*YOUR TASK*:
Retype all of the listing exactly, passing over any picture you find.
··· SUPPLIED DATA
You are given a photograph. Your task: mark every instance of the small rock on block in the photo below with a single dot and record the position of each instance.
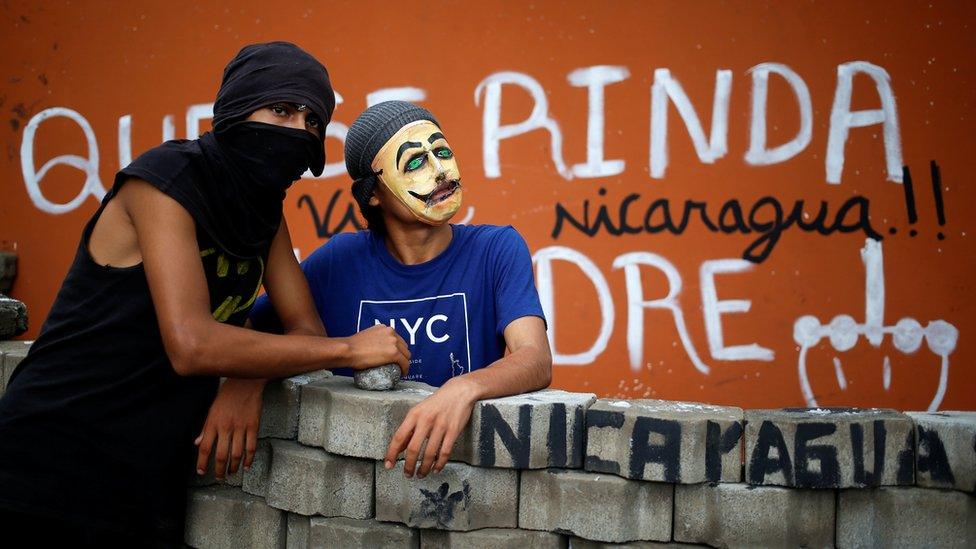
(739, 515)
(224, 517)
(906, 517)
(595, 506)
(460, 497)
(829, 447)
(676, 442)
(529, 431)
(380, 378)
(945, 456)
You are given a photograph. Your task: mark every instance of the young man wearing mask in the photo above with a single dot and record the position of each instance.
(98, 423)
(460, 295)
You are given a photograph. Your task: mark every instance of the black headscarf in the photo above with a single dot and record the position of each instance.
(232, 181)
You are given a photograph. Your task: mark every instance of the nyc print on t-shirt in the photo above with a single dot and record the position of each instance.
(435, 329)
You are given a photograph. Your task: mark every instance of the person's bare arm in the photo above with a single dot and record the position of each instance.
(195, 343)
(441, 417)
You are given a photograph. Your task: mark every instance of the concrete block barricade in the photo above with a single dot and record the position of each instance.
(906, 517)
(281, 404)
(595, 506)
(530, 431)
(225, 517)
(491, 538)
(945, 456)
(677, 442)
(460, 497)
(829, 447)
(310, 481)
(739, 515)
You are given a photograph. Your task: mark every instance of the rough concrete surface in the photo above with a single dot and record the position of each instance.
(595, 506)
(677, 442)
(740, 515)
(460, 497)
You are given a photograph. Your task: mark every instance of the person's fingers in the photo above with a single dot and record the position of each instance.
(398, 442)
(430, 452)
(222, 451)
(446, 448)
(414, 447)
(250, 446)
(236, 449)
(204, 443)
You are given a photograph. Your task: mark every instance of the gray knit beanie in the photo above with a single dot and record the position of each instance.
(374, 128)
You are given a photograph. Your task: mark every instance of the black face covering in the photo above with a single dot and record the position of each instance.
(233, 180)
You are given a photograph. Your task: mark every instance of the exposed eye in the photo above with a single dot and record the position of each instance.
(415, 162)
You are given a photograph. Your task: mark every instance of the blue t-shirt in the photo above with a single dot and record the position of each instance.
(452, 310)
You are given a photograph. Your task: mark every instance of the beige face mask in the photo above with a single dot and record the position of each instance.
(418, 167)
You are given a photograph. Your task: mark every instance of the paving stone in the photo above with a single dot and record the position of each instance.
(530, 431)
(740, 515)
(298, 526)
(13, 317)
(355, 533)
(829, 447)
(906, 517)
(676, 442)
(255, 481)
(595, 506)
(380, 378)
(281, 404)
(945, 456)
(310, 481)
(491, 538)
(460, 497)
(345, 420)
(224, 517)
(11, 353)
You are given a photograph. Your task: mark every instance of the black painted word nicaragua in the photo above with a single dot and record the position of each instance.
(766, 218)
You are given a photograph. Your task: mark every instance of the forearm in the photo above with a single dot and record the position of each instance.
(212, 348)
(526, 369)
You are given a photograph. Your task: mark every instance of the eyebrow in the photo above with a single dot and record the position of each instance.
(404, 147)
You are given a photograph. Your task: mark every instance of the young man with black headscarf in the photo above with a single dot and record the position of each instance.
(462, 296)
(98, 423)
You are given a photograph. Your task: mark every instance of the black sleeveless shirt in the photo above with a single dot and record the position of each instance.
(96, 427)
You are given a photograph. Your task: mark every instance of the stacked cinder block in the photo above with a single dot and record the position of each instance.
(558, 469)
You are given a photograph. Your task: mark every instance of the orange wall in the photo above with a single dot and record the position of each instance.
(150, 60)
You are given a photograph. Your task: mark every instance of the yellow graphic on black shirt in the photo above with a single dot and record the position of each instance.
(232, 304)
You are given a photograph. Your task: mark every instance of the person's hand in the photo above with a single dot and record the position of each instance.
(377, 346)
(436, 421)
(231, 429)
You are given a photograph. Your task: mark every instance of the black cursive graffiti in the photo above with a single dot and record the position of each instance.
(766, 218)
······
*OUTPUT*:
You are given a photograph. Your task: mark every instance of the small rock on block in the photo below with a single dot and record the position of each instance.
(739, 515)
(224, 517)
(906, 517)
(595, 506)
(460, 497)
(829, 447)
(676, 442)
(529, 431)
(380, 378)
(945, 456)
You are given a photograph. Your task: mark every instance of the young man wearing mask in the photo above with a single dot and record the position of each instance.
(98, 423)
(460, 295)
You are given a photograph. Your task: mark every instance of the black headscarf in the photo above with a single dot and record the position of each instance.
(232, 181)
You are given a photograph. Your task: mark every instance of the nyc print on t-shirt in the photo above with a single dot and record the position of each instance.
(435, 329)
You are given a photograph. Your task: mark every instance of the person's bare arm in the photo above with a single dot and record the position of each instance.
(195, 343)
(441, 417)
You are given a photograph. Your task: mark every instance of the concrete block barricade in the photo above with a single dot and record the position of each instance.
(906, 517)
(281, 404)
(595, 506)
(530, 431)
(225, 517)
(491, 538)
(945, 456)
(677, 442)
(460, 497)
(829, 447)
(310, 481)
(739, 515)
You are given a photograph. Your task: mark every instance of the rough concrete surface in the photo above with a single dot and record the position of each instance.
(595, 506)
(677, 442)
(740, 515)
(460, 497)
You are given a photograph. Your task: mark every instance of the person's fingers in the photo above with a single dot and record the position of each instance.
(398, 442)
(430, 452)
(222, 451)
(446, 448)
(414, 447)
(250, 446)
(236, 449)
(204, 443)
You are given a photograph. Your task: mark every instance of the gray knit beanie in the photo above with a single dot and record the position of each instance.
(374, 128)
You are given a photograph. Your task: mark every instance of the black face covering in the photo above with a single dot and record the position of each instance.
(233, 180)
You are given a photograph. Your task: mark every instance of the exposed eye in the photo above with a single dot and record the position of each instance.
(415, 162)
You are given a photograph. Your task: mark every instance of the blue t-shirt in the photo above with a single dot and record the position of each instance.
(452, 310)
You are given a photograph. Your task: mark every instance of the beige face mask in the photo above with a single dot and record the position of each instance.
(418, 167)
You are given a photograph. Your task: mark every instance of the paving stone in the photo above with a single dot and record the position of each instance.
(530, 431)
(740, 515)
(298, 526)
(13, 317)
(355, 533)
(829, 447)
(906, 517)
(676, 442)
(255, 481)
(595, 506)
(380, 378)
(281, 404)
(945, 456)
(310, 481)
(491, 538)
(460, 497)
(345, 420)
(224, 517)
(11, 353)
You are given a photograph. Your task: mark every instance of the black painted word nicaragua in the photo above with a single dot and record the position of each instance.
(766, 218)
You are given a photograph. Your task: mark every instance of the forearm in the photo above with a single dot and record the position of each instance.
(212, 348)
(526, 369)
You are given a photograph. Your task: mark every instance of the eyebrow in the photo above with a single dot and record the position of each instance.
(404, 147)
You are given a photograph. Your task: mark every instance of the young man with black headscarf in the photo above with a single dot and record the position of each instance.
(462, 296)
(98, 423)
You are given a photograph. Your task: mark every instance of the black sleeveless shirt in the photo above with a single dot and record the position of each instance.
(96, 427)
You are given a photograph. Your task: mark every instance of the stacked cinder block in the photo above with a single dot and record the position of each instance.
(558, 469)
You are given a photograph. Your task: mark every instance of the orange wall in the photo above with a single dot and record the position of each instance.
(150, 60)
You are given a photograph. Your task: mark every instance of the yellow graphic on black shirt in the photo above with a single dot and record the position of each instance.
(232, 304)
You are given a photograph. Your task: mark every instance of the person's hand in the photo above with a single dot and record the position of each instance.
(377, 346)
(436, 421)
(231, 429)
You are given a photograph. Your task: mark every instance of the black cursive graffiti in the photo above with a single dot and record the position of each instance.
(766, 218)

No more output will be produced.